======== Extracted records ========

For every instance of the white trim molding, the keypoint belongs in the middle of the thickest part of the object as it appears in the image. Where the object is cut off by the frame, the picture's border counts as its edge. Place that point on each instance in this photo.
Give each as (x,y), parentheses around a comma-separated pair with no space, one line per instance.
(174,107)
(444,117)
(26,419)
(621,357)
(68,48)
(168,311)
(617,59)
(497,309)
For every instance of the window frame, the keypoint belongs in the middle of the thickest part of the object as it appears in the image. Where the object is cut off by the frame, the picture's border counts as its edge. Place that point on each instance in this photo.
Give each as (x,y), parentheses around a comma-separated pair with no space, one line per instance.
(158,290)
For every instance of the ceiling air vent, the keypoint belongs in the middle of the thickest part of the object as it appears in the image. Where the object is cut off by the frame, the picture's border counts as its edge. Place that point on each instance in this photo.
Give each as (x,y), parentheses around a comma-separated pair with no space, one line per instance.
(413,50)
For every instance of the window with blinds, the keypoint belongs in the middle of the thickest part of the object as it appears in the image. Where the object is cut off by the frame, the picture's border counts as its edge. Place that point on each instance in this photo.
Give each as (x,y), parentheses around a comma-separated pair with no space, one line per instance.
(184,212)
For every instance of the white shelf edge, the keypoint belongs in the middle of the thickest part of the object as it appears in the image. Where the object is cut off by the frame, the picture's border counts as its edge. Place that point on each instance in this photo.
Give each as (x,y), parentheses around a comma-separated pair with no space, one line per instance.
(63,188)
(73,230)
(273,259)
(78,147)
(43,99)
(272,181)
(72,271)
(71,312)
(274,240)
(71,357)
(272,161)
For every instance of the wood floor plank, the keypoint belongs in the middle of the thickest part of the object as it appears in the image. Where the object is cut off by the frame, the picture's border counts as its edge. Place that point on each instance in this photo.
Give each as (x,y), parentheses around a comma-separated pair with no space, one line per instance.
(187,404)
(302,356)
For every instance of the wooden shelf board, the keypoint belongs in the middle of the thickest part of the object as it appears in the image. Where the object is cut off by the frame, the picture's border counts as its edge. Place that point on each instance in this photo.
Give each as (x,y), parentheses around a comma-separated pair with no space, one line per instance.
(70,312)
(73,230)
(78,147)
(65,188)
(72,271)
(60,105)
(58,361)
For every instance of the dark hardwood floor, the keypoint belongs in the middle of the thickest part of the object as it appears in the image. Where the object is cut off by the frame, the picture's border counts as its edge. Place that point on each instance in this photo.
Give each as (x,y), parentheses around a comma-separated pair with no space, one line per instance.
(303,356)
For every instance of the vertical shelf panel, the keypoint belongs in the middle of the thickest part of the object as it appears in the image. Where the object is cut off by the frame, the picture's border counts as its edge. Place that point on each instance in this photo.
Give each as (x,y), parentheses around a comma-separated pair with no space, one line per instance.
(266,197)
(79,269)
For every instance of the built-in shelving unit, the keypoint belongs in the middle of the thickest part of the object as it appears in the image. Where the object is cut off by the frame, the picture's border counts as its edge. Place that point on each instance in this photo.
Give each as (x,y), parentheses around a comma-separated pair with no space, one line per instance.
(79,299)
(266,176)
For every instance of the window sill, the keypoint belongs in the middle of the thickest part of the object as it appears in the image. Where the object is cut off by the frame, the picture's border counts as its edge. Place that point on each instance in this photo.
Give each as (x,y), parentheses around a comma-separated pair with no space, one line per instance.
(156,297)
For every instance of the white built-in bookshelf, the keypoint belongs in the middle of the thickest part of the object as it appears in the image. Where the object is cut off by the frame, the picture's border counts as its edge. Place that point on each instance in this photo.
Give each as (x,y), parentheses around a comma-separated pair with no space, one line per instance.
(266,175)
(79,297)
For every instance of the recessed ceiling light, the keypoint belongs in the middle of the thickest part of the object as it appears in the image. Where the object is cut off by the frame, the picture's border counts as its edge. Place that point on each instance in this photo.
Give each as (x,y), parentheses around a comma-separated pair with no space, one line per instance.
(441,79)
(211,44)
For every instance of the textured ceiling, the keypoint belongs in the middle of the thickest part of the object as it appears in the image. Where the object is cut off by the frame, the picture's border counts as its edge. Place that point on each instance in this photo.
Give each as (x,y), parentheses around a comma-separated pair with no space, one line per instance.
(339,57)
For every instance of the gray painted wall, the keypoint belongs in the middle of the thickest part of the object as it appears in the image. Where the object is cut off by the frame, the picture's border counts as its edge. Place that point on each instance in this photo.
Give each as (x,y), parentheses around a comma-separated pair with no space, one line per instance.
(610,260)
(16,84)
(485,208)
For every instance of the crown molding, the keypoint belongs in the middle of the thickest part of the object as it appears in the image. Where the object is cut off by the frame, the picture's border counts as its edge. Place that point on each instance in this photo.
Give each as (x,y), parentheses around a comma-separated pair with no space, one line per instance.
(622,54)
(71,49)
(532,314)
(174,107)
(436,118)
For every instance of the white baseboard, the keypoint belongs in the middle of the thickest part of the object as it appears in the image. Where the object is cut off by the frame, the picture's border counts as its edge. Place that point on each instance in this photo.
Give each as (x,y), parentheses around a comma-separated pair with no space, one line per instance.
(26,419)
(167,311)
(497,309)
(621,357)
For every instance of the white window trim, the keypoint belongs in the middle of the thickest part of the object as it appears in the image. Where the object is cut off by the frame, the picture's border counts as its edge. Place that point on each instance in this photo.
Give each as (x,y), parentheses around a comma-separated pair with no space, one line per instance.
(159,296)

========

Instructions to follow: Copy out each record from above, exactly.

Task solution:
For every instance of the white trim molding, the keypoint belongs in the middle of the thickest part of the object as it appears in the image. Where the object is cut off by the frame, the picture's border counts as its edge. Place that point on each instance in this photo.
Give each as (x,y), parentheses around a comma-separated pair with no space, one line per instance.
(174,107)
(444,117)
(26,419)
(621,357)
(68,48)
(168,311)
(617,59)
(497,309)
For every instance of the window frame, the keypoint belongs in the middle of the thickest part of the object as it appears in the image. Where the object is cut off by the frame, the picture's border counts as its edge. Place that point on each instance in this photo.
Give each as (x,y), parentheses around a comma-separated pair with no space, one line per instance.
(158,290)
For every instance of the ceiling air vent, the keypoint belongs in the middle of the thickest part of the object as it appears in the image. Where the object is cut off by the frame, the picture's border counts as its edge. Place that point on each instance in this photo.
Give each as (x,y), parentheses around a comma-separated pair with no space, one line per instance.
(413,50)
For every instance of the window with blinds, the keypoint belongs in the middle of the thickest part of the object as it appears in the image. Where the object is cut off by the frame, the picture's border counts as its edge. Place that point on each instance in this photo.
Give each as (x,y), parentheses around a comma-separated pair with no space, one line per instance.
(184,212)
For every instance of the white shelf edge, the keypoint belongs in the middle of the thickest part of the object as it appears in the image. Where the object is cut off by the frame, the picture's border counts as its edge. Place that point on each instance in this photo.
Give each as (x,y), parentheses around a comma-separated pair with no space, one line per instance.
(63,188)
(73,230)
(273,259)
(78,147)
(43,99)
(272,181)
(72,271)
(71,312)
(274,240)
(71,357)
(272,161)
For every instance of the wood floor plank, the keypoint belongs in the middle of the thickest part of the object as it appears in the image. Where the object is cut off by the frame, the picture's border counts as its edge. Place that point on each instance in this photo.
Give each as (x,y), parentheses around a comma-separated pair with no space, one line per instance.
(187,404)
(302,356)
For every instance of the wooden shelf board, the keypoint belongs in the middle of the thickest part of the object as it appears in the image. Where the object is cut off by the frame, the picture's border counts as its edge. Place that point on each instance in this photo.
Give each as (x,y), parentheses around a comma-separated pair with no space, one line per instance.
(70,312)
(73,230)
(78,147)
(65,188)
(72,271)
(60,105)
(58,361)
For every instance of the dark hardwood floor, the keypoint belongs in the middle of the thickest part of the object as it appears in the image. Where the object is cut off by the frame, the picture's border counts as its edge. Place that point on each instance in this photo.
Give each as (x,y), parentheses around a comma-separated pair with no space, one line per instance.
(303,356)
For every instance of the vertical shelf panel, the keypoint belongs in the middle of the thickest part of the object as it appears in the image. Where the object is cut off by the frame, the picture's border counts as its edge. Place that point on each instance in this photo.
Give each as (x,y), parentheses around a comma-separated pair with no space, one line per instance.
(266,197)
(79,269)
For every instance of the built-in shelving unit, the keypoint belongs in the middle of the thickest part of the object as it appears in the image. Where the object is cut off by the frame, the picture's border counts as its edge. Place that point on each instance in this photo.
Give each as (x,y), parentheses around a comma-separated pair with no space, one line per instance.
(79,299)
(266,176)
For every instance of the window sill, the keypoint belongs in the middle of the thickest part of the object as it appears in the image. Where the object is cut off by the frame, the picture's border counts as its edge. Place that point on each instance in this photo.
Give each as (x,y), parentheses around a comma-separated pair with no space, one line per instance.
(156,297)
For every instance of the white built-in bookshelf, the keypoint belongs in the middle of the thickest part of the object as it appears in the image. Where the object is cut off by the frame, the picture's border counts as its edge. Place that point on each instance in this photo.
Give each as (x,y), parentheses around a comma-separated pair with no space, one line per instance.
(266,175)
(79,297)
For every instance of the recessed ceiling light, the keypoint belongs in the middle of the thickest part of the object as it appears in the image. Where the object is cut off by the frame, the picture's border counts as its edge. Place that point on each instance in this photo.
Give each as (x,y), parentheses around a comma-separated pair with no space, one line per instance.
(441,79)
(211,44)
For every instance of the textured ceiling, the keypoint belongs in the middle of the thickest part of the object as it appears in the image. Where the object is cut off by the frame, the picture's border counts as its edge. Place that point on each instance in this photo.
Give each as (x,y), parentheses around a comma-separated pair with no space, one line per instance.
(339,57)
For every instance of the gray painted wall, the keypoint belongs in the middle of the thickest part of the object as it appears in the image. Where the object is cut off by the frame, the picture's border counts as its edge. Place that point on each instance in this photo.
Give each as (x,y), parentheses around a comma-separated pair with no space, one line per instance.
(610,260)
(16,84)
(485,208)
For every instance of the crown molding, the keypoint belongs in the middle of the thickest part of the object as it appears in the image. Where the object is cut off by the frame, the picture's border counts as its edge. Place that point on each instance in this photo.
Give each as (x,y), parentheses around a comma-separated pair with no space, one line per instance.
(622,54)
(71,49)
(532,314)
(174,107)
(436,118)
For every instance of the white baseboard, the keypoint belongs in the middle of the thickest part of the object as it appears in the image. Where the object is cut off by the frame, the picture's border counts as its edge. Place that point on each instance in this photo.
Give each as (x,y), parentheses around a comma-separated pair with no space, one line per instance.
(26,419)
(167,311)
(497,309)
(621,357)
For every instance of the white window trim, the keypoint belongs in the middle of the thickest part of the object as it appears in the image. Where the object is cut off by the frame, the picture's border counts as its edge. Place that point on each instance in this photo.
Give each as (x,y), parentheses around a comma-separated pair with no space, one line per instance.
(159,296)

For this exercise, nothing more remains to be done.